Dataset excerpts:
━━━━━━━━━━━━━━━━
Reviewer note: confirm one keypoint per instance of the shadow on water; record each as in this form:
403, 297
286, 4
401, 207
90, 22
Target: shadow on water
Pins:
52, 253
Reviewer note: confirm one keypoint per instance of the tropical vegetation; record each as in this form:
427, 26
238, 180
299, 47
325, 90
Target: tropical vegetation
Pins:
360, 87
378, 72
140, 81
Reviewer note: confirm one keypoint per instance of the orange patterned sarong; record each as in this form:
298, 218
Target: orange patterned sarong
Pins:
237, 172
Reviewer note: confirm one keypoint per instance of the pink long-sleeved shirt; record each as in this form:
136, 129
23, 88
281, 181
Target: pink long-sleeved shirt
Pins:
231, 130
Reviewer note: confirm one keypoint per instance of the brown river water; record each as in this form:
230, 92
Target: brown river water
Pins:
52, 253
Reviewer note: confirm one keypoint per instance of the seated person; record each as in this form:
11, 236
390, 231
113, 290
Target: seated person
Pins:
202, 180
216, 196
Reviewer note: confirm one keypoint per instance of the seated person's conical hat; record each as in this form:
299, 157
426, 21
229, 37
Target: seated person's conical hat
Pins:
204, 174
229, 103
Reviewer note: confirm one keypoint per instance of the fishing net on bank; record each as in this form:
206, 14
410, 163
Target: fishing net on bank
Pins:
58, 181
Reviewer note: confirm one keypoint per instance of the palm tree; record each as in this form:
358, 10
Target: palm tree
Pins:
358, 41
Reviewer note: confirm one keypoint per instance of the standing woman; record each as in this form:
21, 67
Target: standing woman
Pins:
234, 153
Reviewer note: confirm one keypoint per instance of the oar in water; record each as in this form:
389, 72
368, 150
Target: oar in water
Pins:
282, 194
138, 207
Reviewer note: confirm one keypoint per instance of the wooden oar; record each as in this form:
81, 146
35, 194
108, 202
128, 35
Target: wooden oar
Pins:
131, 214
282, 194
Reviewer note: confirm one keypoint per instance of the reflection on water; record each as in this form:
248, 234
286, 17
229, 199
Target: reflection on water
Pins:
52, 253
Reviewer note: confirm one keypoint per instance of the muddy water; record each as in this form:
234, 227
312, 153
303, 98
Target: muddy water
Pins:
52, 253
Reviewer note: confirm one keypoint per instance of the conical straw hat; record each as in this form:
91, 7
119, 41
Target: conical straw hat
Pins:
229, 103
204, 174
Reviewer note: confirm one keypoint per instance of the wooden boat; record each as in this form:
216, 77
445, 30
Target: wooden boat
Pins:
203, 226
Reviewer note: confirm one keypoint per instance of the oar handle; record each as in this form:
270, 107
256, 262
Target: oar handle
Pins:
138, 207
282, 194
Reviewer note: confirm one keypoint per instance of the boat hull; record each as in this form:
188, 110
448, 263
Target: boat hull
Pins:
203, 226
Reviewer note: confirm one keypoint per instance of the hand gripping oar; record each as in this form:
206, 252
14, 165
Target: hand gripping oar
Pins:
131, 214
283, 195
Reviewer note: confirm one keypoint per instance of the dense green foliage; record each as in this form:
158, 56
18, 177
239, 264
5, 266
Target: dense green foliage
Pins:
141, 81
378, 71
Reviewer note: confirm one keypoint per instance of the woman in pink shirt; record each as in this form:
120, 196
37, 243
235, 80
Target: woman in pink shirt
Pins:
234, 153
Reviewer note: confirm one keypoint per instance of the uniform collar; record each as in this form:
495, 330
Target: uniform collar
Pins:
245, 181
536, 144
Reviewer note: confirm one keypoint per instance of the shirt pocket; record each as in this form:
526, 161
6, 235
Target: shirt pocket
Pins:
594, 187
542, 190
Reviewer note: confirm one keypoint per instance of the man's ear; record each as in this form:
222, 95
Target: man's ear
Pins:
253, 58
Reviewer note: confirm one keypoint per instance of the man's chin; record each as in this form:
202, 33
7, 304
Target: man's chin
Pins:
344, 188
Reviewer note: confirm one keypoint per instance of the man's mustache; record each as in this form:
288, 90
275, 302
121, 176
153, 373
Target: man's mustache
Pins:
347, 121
━━━━━━━━━━━━━━━━
▶ [Task objective] Go through the data above and copy each line that holds the word "patterned".

▶ [Written solution]
Reviewer note: confirm one keypoint per instance of the orange patterned sarong; record each as in this form:
Target: orange patterned sarong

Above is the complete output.